*WHAT IS REQUIRED*: Could you rewrite the stretch from the line containing "Where can the white" through the end of the items, swapping "marker" for "pin" and leaving everything else the same?

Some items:

• • • •

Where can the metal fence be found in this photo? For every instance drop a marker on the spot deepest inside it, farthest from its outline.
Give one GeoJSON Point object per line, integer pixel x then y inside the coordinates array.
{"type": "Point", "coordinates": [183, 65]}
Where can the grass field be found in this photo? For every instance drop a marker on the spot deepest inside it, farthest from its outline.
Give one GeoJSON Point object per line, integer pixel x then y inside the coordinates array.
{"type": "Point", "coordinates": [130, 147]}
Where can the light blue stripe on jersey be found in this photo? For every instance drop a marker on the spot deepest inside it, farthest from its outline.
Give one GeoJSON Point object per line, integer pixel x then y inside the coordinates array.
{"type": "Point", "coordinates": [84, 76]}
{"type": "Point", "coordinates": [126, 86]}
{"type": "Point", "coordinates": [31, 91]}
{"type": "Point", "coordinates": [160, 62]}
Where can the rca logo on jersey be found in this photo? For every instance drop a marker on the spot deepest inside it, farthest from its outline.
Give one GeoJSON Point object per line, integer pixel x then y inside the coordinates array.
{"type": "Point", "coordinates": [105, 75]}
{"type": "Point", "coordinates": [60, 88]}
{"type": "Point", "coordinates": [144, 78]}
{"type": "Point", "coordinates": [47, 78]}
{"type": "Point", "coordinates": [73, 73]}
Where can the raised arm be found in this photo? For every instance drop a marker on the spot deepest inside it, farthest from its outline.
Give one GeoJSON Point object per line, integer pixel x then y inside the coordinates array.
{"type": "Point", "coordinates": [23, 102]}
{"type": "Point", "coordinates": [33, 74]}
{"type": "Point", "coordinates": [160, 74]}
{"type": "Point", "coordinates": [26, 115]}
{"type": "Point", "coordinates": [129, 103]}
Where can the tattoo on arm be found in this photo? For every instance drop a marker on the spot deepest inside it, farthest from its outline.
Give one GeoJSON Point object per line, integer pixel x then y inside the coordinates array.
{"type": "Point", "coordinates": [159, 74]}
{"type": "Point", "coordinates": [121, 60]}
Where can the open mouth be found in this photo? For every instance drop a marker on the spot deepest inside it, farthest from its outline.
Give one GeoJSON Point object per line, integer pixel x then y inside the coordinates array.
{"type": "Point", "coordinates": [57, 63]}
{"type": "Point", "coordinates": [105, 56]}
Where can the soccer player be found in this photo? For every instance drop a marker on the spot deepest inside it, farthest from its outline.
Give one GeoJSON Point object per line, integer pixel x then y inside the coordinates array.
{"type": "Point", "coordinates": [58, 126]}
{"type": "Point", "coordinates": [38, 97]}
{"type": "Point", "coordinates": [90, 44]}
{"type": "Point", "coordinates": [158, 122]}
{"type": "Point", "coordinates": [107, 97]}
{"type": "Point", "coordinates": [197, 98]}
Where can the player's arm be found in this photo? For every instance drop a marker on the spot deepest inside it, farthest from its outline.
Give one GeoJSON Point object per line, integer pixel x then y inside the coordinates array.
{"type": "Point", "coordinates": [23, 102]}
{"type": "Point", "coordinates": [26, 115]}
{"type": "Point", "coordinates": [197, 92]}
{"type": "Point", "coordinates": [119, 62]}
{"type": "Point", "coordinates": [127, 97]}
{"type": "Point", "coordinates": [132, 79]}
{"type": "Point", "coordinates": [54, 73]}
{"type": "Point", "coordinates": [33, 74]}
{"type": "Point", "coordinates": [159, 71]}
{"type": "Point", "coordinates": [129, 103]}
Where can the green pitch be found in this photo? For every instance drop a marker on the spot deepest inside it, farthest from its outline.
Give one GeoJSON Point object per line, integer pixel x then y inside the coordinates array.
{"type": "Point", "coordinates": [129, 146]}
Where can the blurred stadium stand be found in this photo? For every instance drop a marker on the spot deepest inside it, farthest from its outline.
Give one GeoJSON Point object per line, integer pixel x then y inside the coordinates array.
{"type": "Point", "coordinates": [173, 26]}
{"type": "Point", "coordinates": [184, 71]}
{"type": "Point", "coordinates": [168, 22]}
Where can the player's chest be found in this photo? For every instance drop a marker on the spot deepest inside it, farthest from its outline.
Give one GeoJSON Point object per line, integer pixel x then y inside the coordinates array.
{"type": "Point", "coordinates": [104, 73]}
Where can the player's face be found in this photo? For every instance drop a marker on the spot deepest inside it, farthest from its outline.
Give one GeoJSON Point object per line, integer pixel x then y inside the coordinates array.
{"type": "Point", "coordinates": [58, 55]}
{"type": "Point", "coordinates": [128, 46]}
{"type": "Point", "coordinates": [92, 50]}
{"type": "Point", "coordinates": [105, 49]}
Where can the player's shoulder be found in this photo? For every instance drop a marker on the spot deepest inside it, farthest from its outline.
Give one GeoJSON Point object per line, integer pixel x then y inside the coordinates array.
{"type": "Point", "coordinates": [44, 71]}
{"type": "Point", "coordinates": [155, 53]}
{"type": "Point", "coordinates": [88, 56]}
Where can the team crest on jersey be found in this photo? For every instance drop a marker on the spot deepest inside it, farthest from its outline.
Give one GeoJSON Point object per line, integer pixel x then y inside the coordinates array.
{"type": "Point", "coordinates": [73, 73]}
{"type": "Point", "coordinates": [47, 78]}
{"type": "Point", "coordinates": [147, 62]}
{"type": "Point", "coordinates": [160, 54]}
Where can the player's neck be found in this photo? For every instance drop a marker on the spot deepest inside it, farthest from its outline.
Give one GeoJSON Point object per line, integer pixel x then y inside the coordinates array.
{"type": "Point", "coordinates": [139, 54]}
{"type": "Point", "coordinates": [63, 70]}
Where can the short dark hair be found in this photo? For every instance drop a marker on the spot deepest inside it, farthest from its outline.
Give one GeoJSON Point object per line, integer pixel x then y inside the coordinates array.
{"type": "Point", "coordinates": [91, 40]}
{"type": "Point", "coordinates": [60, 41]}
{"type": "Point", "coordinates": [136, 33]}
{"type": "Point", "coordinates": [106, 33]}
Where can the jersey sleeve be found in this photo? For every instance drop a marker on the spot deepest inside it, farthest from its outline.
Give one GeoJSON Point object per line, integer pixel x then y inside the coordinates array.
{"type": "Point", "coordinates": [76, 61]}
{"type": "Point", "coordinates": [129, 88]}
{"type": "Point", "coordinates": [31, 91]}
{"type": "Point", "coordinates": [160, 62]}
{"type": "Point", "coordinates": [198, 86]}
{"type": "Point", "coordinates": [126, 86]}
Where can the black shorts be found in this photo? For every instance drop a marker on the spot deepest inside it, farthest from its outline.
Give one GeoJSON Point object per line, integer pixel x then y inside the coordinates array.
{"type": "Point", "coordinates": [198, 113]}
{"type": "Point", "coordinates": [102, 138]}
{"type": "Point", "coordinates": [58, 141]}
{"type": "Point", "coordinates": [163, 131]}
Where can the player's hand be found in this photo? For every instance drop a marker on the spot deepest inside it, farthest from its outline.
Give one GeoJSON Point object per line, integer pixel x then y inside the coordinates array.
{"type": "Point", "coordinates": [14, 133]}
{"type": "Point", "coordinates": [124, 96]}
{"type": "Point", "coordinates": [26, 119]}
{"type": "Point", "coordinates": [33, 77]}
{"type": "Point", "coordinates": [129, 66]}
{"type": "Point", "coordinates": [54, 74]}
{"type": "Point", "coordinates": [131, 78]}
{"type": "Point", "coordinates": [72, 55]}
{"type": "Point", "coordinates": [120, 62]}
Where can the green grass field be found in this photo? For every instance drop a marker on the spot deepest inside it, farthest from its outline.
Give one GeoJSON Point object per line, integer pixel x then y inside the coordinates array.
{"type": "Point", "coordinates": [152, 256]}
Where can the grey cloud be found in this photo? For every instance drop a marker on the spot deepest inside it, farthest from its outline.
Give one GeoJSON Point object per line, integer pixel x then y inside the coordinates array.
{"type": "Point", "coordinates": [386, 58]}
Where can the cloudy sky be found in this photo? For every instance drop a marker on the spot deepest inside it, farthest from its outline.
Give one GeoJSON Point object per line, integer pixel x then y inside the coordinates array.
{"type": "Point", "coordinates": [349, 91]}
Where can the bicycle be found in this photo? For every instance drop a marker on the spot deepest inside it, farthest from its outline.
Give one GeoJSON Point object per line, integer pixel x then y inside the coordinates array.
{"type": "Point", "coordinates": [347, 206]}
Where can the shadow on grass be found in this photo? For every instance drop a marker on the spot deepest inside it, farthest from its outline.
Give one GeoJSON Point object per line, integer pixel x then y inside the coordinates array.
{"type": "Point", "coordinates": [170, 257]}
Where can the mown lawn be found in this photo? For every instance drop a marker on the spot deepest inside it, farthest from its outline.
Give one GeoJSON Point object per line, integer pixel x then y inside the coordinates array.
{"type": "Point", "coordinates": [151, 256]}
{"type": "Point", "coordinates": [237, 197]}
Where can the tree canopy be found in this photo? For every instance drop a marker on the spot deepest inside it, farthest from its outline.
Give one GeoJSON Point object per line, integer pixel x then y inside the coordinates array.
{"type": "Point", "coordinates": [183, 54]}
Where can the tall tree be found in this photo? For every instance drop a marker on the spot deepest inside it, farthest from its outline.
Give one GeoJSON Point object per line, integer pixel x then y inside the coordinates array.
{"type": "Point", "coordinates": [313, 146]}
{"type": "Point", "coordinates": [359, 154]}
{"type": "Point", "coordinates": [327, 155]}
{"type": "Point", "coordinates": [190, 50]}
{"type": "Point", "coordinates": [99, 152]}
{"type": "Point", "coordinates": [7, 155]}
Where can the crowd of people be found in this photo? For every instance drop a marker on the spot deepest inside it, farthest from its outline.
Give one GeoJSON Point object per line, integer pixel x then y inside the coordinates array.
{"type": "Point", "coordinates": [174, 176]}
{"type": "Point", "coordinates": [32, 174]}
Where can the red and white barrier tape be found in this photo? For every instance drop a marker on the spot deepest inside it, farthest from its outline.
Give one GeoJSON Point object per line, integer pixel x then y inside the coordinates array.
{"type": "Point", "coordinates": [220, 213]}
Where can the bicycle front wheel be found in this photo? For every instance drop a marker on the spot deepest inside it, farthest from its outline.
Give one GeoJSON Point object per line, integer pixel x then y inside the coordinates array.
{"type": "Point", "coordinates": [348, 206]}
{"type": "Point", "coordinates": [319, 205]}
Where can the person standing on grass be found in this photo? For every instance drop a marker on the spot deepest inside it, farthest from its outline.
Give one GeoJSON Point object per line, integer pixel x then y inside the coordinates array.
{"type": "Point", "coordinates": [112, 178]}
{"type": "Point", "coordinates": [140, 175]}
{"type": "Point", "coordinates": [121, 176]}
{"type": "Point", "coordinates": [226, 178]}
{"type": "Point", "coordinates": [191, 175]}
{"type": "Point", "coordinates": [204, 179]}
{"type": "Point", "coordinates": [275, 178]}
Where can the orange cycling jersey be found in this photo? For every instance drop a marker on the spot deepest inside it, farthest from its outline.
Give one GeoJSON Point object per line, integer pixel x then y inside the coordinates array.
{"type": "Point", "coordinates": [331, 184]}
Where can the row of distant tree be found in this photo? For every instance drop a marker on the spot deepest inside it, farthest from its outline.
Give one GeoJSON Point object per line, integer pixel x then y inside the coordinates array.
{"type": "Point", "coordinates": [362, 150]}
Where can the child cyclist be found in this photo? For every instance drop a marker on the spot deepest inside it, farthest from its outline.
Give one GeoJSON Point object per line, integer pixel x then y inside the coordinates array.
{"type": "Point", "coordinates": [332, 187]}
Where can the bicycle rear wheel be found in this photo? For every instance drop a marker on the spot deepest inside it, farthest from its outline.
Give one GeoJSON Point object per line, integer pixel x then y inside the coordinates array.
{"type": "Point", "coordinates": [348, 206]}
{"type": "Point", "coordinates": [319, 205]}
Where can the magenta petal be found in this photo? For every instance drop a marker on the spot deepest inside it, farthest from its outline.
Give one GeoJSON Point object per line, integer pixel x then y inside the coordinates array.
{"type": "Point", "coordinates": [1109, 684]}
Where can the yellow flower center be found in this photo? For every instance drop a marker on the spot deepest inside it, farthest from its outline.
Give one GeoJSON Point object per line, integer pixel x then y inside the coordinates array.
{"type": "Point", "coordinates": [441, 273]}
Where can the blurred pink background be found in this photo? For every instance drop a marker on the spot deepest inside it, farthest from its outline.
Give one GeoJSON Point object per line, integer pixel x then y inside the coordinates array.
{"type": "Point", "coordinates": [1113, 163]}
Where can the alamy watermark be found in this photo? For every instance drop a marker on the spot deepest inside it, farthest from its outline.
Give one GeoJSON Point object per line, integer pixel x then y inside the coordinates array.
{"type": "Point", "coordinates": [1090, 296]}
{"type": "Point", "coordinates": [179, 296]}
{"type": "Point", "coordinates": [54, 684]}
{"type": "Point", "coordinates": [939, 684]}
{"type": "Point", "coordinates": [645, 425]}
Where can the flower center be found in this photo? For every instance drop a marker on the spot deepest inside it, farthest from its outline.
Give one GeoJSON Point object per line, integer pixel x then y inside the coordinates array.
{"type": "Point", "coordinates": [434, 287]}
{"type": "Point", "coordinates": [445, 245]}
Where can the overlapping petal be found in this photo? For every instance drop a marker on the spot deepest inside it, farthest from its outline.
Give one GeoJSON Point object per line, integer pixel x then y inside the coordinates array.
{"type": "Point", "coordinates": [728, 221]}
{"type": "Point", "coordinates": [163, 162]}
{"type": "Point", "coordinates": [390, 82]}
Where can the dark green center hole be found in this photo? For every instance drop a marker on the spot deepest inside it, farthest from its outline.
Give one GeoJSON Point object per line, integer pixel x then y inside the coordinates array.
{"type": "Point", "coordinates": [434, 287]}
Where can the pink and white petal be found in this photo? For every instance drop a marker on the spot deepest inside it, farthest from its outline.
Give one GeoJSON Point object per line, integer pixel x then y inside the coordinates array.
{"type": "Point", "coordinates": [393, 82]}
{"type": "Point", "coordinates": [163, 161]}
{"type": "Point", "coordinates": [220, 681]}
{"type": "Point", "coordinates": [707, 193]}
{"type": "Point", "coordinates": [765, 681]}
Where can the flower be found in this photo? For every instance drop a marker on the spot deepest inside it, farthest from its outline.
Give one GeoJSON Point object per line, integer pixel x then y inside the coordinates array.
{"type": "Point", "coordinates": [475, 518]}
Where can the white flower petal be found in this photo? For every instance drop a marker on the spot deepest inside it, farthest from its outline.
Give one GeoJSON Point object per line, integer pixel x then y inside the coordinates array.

• • • •

*SOLUTION FOR THIS EXERCISE*:
Where can the white flower petal be found in this photo? For every instance drop a pin on the spot deepest inside it, farthest from its outline.
Give one GeoJSON Point object per line, integer pixel x then y inside the coordinates array.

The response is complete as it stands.